▸ Reading passage
####################

= Leslie Bodnar =

American physician

Leslie Mathew Bodnar (1916–2014) was a sports medicine practitioner and former physician for the Notre Dame football team.

==Early life==
Bodnar was born in the far south side of Chicago. He was the son of Hungarian immigrants. He received his Bachelor of Science degree from the University of Illinois in 1939 and his medical degree from the University of Illinois College of Medicine in 1941 and went on to pursue his medical internship and surgical orthopedic residency at Charity Hospital in New Orleans. He served as an orthopedic surgeon in the United States Army during World War II (from 1943 – 1946) and achieved the rank of Captain before returning to finish his orthopedic residency in New Orleans.

==Career==
Bodnar worked as an orthopedic surgeon, setting up a practice in 1947 in South Bend. This later became the South Bend Orthopaedic Surgery and Sports Medicine Clinic. From 1949 to 1985, he worked at the University of Notre Dame as an orthopedic surgeon and served as its Director of Sports Medicine from 1976 to 1985 and as a senior consultant after that. He also taught at Notre Dame's extension of the Indiana University School of Medicine.

####################

▸ Raw data
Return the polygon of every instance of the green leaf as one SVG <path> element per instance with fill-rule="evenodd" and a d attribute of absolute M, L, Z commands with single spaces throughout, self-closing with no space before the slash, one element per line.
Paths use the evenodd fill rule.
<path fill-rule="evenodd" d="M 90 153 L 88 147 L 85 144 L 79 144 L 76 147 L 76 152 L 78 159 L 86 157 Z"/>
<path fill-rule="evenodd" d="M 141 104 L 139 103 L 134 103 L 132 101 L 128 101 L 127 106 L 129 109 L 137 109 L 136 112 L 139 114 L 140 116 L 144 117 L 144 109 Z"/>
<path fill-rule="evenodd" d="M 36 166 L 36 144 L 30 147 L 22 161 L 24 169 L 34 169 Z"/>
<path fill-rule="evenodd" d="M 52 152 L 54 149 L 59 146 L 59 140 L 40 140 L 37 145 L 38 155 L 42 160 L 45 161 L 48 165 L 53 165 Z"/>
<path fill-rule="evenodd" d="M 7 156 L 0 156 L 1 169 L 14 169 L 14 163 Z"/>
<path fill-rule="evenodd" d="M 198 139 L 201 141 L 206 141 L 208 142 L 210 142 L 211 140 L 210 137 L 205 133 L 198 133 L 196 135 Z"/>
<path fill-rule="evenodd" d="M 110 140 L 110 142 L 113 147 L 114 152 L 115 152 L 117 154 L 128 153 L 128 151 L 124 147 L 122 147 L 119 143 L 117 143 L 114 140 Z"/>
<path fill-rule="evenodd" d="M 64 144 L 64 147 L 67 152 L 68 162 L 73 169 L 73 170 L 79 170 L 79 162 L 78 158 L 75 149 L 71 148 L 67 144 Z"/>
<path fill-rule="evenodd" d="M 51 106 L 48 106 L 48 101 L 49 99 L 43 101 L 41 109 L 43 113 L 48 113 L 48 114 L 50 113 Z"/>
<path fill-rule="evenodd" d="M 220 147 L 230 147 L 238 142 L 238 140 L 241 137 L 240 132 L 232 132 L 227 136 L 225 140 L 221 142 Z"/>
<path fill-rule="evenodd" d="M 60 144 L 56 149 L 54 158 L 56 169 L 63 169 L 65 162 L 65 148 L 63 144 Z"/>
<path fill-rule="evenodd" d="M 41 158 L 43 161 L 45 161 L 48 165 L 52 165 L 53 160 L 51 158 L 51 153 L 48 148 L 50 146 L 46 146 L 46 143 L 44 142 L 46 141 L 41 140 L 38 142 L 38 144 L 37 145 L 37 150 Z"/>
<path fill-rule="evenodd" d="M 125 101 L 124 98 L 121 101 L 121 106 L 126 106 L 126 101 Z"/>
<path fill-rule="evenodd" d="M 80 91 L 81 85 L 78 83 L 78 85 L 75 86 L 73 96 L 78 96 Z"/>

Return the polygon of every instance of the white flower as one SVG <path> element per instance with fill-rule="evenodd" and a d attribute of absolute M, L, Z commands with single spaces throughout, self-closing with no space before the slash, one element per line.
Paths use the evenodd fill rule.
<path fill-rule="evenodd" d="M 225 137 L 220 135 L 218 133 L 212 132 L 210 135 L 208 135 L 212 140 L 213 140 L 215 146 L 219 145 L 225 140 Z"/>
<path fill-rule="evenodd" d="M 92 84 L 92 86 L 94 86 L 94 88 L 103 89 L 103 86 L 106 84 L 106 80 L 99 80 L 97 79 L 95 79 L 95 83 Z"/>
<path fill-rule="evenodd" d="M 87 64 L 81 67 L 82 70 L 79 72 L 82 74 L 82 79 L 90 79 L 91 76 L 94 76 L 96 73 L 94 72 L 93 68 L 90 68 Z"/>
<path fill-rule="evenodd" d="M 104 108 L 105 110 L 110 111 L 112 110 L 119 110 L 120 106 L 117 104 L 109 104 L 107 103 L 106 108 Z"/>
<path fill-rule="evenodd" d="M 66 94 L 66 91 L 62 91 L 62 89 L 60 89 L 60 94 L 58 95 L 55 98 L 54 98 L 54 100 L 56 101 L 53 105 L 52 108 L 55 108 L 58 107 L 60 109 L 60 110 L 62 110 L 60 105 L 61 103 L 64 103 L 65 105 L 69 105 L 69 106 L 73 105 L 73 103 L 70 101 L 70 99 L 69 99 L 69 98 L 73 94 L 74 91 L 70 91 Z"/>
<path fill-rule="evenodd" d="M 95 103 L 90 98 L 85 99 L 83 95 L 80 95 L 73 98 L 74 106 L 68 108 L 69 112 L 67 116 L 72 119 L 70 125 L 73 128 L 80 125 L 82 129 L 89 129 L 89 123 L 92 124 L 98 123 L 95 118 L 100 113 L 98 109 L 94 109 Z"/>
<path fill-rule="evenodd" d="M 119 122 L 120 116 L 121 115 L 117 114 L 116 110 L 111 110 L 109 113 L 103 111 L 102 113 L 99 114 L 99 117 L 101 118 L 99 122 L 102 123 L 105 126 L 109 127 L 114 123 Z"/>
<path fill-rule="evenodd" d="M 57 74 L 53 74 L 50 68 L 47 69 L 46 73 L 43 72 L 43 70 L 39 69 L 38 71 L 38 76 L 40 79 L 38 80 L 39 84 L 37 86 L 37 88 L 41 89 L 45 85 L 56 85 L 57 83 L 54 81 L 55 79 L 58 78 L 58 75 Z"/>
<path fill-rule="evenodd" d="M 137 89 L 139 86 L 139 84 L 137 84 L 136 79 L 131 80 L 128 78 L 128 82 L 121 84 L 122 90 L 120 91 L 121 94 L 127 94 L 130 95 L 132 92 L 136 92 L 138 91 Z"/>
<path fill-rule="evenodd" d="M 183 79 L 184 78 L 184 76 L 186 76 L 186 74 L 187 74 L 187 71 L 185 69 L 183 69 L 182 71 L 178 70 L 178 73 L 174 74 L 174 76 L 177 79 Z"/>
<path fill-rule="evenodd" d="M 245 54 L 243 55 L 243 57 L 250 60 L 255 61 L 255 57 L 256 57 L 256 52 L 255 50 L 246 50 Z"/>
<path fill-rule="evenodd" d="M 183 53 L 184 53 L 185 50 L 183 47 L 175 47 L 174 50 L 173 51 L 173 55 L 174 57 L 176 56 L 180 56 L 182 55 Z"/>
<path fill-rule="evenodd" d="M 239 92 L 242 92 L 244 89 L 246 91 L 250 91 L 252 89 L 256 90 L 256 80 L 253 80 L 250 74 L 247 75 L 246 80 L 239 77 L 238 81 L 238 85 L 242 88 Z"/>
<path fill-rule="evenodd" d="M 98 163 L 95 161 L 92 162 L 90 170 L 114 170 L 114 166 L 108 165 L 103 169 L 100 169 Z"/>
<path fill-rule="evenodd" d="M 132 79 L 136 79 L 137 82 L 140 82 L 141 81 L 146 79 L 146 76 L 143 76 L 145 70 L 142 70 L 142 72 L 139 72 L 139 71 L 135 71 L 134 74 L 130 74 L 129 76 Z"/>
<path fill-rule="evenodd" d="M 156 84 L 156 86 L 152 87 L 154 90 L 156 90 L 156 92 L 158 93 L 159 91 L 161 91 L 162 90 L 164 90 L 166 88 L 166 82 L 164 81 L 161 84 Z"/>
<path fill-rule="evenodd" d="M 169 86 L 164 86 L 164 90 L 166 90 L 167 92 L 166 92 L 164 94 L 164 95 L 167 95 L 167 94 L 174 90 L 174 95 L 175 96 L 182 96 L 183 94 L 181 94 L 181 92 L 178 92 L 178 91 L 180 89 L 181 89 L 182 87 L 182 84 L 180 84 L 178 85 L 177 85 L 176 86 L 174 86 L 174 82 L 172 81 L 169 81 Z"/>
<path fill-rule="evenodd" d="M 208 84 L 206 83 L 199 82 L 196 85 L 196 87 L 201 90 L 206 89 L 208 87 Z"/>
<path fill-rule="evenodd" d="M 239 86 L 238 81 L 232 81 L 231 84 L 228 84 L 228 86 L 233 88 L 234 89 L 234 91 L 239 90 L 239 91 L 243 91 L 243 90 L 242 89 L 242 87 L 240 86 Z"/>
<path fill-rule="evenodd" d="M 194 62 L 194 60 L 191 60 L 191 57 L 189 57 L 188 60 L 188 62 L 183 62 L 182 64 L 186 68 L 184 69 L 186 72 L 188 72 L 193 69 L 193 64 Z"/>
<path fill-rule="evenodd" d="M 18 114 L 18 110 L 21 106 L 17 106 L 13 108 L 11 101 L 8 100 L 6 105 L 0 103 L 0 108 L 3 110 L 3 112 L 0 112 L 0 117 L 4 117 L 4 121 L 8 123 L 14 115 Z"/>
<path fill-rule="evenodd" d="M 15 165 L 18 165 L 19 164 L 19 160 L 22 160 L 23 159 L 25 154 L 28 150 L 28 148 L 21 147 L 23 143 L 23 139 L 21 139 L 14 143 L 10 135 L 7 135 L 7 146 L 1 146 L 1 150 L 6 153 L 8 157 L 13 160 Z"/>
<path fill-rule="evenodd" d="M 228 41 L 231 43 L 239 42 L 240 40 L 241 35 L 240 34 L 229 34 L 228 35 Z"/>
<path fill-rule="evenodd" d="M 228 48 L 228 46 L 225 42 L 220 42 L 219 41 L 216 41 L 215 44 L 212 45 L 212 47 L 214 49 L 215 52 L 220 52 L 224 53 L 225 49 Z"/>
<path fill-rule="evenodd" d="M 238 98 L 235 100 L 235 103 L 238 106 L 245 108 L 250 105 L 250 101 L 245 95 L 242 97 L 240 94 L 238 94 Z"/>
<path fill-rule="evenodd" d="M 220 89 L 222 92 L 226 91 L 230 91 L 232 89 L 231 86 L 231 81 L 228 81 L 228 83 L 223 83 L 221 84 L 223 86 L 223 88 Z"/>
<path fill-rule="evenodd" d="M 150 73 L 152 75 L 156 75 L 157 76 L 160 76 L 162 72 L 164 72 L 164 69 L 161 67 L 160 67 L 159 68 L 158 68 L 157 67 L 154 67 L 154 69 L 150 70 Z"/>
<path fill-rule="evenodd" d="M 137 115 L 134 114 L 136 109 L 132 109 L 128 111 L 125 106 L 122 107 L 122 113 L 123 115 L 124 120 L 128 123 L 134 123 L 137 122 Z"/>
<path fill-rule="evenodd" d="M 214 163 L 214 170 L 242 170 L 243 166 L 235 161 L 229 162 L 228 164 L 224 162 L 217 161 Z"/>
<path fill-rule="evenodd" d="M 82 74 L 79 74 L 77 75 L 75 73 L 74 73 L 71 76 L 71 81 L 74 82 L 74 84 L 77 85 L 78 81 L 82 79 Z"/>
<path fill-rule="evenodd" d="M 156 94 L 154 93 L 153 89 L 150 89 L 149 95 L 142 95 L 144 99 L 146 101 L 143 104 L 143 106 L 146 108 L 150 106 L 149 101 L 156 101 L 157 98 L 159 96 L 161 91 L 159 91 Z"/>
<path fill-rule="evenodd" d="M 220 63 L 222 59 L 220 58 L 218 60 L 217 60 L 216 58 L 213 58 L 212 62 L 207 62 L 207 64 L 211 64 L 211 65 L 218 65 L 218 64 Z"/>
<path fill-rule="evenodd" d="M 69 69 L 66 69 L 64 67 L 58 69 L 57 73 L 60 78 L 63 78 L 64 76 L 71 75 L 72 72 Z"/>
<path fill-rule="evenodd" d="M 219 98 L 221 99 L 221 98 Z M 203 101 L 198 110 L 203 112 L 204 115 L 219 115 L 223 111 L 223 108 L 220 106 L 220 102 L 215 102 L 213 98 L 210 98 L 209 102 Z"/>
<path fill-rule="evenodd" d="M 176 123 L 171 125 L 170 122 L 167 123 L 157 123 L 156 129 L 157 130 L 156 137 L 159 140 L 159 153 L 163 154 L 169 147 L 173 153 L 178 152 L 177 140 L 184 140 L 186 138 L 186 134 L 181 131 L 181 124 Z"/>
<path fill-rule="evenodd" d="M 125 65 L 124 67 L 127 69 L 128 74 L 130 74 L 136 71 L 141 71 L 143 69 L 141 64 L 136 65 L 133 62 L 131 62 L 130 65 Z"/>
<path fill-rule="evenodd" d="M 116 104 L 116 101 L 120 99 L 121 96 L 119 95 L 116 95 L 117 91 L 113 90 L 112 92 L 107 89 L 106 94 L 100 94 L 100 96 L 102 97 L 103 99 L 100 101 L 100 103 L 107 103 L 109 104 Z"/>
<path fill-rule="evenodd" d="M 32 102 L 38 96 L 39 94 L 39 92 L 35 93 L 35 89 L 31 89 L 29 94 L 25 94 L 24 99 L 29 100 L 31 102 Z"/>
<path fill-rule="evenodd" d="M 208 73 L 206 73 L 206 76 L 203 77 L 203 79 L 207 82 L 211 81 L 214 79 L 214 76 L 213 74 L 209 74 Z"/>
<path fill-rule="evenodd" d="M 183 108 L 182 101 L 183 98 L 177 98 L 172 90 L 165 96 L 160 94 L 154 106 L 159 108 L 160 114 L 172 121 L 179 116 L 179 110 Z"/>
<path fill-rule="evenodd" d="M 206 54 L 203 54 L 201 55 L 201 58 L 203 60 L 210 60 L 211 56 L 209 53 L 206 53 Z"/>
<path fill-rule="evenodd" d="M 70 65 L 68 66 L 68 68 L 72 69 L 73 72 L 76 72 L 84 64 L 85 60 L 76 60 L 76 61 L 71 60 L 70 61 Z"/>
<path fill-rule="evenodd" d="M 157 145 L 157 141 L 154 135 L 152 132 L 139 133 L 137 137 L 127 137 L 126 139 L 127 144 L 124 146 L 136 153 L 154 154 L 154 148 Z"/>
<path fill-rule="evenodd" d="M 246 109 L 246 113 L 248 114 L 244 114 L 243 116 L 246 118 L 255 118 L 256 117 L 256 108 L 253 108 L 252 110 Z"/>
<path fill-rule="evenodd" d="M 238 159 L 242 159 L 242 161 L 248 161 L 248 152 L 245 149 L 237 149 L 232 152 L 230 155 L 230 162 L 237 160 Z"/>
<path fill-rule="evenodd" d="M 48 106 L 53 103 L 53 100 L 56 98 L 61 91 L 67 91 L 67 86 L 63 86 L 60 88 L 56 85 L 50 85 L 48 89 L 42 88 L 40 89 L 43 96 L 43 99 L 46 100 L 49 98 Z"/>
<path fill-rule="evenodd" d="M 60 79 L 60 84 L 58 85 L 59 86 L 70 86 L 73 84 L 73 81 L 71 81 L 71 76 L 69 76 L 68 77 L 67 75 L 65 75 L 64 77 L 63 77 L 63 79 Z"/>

####################

▸ What you need to do
1. According to the biography of Leslie Bodnar, during which years did he serve as Notre Dame's Director of Sports Medicine?
2. Extend the biography of Leslie Bodnar, beginning after its final sentence.

▸ Responses by item number
1. From 1976 to 1985.

2.
Bodnar was a pioneer of sports medicine in the United States. In the 1960s, the phrase “sports medicine” was not mentioned in medical schools or residency programs. Faculty discussed the treatment of knee and shoulder injuries in athletes but, as an academic specialty, sports medicine did not exist. In 1972, Bodnar, along with other orthopedic surgeons, founded the American Orthopaedic Society for Sports Medicine (AOSSM). Bodnar served as one of the first presidents of AOSSM from 1976–1977. During his tenure as president, he helped facilitate formalization of relationships with organizations like NATA and the U.S. Olympic Committee. Bodnar also was responsible for stimulating the development of a Commission on Sports Medicine, under the Indiana State Medical Association. He was honored with the Mr. Sports Medicine Award in 1978 and is now also a member of the American Orthopaedic Society for Sports Medicine Hall of Fame.

Bodnar helped warm up Joe Montana during Notre Dame’s come from behind victory in the 1979 Cotton Bowl Classic. During the game, Montana's body temperature had dipped to 96 degrees and he was battling hypothermia. He was forced to retire to the locker room where Bodnar fed him chicken soup to warm him up. He recovered and was able to get back to the game. This story was published as Chicken Soup to the Rescue, in Chicken Soup for the Sports Fan's Soul, as part of the Chicken Soup for the Soul book series.

Bodnar served on the board of Cerebral Palsy Society, American Red Cross, and the Indiana Governor’s Council on Fitness and Health. He also served on the board of the Sister Maura Brannick Health Center where he volunteered for many years.

In 1988 Bodnar was awarded the honor of Sagamore of the Wabash by Governor Robert Orr in 1988, recognizing his contributions to sports medicine and the NATA. He also received the EM Morris Award from Indiana University South Bend and was inducted into the Order of Malta.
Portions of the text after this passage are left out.